Task to carry out
Update the data below, from the line holding "I'd appreciate your help finding the wall" through the end of the data, inclusive: change "styled hair" to "short hair" and leave everything else as it is.

* Begin Data provided *

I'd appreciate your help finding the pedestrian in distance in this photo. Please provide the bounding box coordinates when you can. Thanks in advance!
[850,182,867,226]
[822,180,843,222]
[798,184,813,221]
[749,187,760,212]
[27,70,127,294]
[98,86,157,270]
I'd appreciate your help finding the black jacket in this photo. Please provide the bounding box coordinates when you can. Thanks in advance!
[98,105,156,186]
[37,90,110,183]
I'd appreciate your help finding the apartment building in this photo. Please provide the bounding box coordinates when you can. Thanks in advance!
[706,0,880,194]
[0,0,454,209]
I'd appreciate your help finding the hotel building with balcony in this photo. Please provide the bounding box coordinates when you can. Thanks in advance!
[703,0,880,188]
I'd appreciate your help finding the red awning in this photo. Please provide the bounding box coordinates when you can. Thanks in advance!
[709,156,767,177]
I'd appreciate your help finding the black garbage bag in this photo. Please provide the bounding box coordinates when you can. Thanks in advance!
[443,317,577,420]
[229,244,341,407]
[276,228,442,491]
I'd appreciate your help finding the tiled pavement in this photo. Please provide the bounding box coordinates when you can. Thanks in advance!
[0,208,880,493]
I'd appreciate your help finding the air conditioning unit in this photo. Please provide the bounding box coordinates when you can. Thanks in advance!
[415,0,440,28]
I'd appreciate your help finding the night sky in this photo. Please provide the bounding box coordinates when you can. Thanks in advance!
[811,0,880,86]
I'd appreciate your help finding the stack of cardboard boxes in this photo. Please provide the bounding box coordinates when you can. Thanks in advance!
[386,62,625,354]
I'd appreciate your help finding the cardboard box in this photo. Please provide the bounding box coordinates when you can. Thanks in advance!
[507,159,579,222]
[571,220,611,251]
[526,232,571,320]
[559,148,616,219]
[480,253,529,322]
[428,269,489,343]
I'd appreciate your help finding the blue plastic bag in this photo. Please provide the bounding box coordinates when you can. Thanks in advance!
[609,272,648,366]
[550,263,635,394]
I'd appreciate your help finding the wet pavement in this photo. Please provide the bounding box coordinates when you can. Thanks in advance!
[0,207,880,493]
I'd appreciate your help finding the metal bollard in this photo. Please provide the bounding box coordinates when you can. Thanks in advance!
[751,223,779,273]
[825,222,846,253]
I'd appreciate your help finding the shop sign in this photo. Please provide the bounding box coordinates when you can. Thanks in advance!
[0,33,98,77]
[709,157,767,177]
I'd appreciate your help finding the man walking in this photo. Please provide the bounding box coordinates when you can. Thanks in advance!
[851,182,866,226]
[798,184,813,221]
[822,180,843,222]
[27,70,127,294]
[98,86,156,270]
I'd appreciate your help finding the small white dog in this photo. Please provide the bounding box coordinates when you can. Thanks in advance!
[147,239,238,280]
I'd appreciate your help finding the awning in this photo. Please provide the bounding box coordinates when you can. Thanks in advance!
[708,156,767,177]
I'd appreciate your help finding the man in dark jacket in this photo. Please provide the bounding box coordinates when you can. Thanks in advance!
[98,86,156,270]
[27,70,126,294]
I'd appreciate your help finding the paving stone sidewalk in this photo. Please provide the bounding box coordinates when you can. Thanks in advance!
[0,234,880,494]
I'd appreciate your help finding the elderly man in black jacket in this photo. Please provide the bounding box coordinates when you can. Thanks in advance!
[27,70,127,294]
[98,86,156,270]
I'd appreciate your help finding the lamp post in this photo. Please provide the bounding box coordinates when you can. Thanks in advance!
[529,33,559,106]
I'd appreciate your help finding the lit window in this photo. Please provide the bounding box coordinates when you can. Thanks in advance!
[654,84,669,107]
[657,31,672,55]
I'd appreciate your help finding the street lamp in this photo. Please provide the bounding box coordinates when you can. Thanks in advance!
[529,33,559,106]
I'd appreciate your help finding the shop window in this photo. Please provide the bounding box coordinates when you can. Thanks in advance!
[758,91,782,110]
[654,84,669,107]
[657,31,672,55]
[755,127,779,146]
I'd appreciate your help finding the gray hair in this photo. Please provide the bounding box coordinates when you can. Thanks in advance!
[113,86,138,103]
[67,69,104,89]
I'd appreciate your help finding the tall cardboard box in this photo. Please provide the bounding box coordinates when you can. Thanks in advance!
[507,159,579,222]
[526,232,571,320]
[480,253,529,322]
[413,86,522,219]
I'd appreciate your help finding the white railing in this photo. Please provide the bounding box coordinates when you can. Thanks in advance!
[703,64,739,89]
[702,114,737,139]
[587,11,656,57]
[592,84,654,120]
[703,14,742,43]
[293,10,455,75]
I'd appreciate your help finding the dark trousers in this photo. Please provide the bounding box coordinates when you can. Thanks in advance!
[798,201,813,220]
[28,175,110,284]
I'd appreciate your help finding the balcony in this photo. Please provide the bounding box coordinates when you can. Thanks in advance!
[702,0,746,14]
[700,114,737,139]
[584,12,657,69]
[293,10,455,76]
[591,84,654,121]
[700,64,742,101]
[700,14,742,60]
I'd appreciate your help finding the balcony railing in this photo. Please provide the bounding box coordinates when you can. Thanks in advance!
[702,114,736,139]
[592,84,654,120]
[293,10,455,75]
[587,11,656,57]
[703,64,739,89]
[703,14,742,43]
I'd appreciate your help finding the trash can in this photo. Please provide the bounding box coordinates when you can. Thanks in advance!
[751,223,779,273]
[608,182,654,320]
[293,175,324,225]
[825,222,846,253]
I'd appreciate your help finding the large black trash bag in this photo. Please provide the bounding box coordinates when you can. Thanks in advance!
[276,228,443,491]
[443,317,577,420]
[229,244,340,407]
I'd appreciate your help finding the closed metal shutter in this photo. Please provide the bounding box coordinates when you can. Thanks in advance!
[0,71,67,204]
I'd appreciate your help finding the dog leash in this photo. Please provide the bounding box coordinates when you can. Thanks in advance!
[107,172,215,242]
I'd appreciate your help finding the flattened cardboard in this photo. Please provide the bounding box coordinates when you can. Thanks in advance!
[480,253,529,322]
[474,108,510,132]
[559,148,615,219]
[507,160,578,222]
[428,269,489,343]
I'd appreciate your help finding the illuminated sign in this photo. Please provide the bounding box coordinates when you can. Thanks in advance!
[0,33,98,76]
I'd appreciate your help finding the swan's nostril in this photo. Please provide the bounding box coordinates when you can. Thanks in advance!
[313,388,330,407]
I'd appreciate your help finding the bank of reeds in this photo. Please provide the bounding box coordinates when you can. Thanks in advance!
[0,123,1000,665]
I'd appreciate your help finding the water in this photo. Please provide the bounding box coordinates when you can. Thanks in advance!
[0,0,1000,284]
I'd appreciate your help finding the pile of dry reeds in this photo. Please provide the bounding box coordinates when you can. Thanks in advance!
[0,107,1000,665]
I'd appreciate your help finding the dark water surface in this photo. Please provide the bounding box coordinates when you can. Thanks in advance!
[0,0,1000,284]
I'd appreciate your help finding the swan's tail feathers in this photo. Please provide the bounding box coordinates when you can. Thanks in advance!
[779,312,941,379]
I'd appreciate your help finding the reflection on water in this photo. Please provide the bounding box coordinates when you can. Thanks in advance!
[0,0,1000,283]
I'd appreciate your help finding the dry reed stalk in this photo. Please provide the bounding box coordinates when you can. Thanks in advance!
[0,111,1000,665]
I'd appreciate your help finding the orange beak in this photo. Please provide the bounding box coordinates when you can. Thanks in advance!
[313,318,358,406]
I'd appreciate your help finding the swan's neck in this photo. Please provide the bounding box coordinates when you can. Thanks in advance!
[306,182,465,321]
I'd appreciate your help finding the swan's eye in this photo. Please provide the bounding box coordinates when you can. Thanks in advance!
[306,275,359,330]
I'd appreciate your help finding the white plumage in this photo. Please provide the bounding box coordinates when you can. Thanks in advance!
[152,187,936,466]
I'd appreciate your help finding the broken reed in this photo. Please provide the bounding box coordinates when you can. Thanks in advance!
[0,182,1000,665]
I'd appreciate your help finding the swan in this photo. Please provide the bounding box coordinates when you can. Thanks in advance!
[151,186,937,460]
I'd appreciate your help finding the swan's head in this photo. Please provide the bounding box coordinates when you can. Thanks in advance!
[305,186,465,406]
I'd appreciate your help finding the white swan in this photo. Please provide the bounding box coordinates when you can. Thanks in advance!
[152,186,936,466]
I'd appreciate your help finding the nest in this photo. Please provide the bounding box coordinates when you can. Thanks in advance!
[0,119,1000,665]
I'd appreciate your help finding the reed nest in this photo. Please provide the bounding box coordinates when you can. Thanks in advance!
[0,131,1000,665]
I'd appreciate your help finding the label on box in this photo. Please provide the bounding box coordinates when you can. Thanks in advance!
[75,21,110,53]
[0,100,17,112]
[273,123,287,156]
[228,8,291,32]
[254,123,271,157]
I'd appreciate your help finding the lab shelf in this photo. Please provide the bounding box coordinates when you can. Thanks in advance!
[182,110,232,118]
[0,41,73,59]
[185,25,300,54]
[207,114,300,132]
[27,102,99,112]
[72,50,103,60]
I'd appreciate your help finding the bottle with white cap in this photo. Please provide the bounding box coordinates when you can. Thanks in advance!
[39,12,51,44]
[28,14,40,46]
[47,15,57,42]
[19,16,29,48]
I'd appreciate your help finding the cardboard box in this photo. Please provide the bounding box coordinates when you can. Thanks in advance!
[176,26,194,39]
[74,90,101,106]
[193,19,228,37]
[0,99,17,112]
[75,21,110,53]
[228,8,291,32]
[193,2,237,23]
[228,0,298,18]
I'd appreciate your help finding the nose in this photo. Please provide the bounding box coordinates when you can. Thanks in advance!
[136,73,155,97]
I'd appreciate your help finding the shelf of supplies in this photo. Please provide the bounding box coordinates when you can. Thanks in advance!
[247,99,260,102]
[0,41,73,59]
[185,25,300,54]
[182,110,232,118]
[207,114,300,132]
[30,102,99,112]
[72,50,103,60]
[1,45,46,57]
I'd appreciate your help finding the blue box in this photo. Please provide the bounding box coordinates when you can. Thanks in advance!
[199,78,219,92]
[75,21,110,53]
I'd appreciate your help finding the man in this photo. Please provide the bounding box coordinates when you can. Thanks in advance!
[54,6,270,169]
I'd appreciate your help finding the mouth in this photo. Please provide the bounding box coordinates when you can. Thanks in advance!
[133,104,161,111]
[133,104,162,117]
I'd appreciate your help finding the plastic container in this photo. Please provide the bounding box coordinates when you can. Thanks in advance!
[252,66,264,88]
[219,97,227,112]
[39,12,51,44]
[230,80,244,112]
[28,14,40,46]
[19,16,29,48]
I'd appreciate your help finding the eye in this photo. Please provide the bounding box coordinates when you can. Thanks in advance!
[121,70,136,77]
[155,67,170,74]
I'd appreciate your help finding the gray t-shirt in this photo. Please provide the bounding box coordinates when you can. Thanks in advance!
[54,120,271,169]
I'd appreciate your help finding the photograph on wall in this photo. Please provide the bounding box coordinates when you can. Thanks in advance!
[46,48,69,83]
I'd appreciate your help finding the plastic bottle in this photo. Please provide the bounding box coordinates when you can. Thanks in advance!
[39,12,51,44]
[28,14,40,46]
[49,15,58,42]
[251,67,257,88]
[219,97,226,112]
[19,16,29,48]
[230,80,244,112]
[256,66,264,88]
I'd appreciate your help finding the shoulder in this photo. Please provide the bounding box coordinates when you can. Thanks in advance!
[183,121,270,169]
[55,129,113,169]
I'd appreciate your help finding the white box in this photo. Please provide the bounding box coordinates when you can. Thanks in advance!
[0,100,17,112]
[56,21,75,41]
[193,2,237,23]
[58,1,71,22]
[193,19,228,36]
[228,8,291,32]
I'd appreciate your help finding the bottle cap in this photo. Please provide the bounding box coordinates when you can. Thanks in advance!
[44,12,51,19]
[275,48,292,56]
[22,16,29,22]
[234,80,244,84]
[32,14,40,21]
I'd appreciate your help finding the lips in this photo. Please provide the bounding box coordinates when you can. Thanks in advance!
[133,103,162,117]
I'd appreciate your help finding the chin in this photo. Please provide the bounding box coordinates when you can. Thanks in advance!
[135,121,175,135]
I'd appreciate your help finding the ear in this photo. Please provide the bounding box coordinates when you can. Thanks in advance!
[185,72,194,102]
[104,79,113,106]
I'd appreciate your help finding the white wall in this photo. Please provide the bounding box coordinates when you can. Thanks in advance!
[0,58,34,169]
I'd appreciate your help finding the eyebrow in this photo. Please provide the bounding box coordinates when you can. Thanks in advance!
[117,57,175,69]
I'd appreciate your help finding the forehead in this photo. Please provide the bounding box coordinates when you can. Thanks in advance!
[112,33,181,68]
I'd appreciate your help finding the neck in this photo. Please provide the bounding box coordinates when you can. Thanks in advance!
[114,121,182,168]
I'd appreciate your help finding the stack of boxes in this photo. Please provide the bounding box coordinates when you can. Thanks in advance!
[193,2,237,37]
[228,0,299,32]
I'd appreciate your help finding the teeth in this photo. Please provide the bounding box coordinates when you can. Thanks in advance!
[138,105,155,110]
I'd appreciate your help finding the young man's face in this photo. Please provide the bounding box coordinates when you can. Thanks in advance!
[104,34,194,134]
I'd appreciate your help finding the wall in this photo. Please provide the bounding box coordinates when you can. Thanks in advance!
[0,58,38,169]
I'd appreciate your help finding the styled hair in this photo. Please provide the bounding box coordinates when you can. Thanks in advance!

* End Data provided *

Exercise result
I'd appreciate your help finding the wall in this photo. Please provide the bounding box coordinates when you can. Thanks in advance!
[0,58,38,169]
I'd appreciate your help finding the short hair in this photo. Please provide the bounding box coordinates when you can. Thanks in advance!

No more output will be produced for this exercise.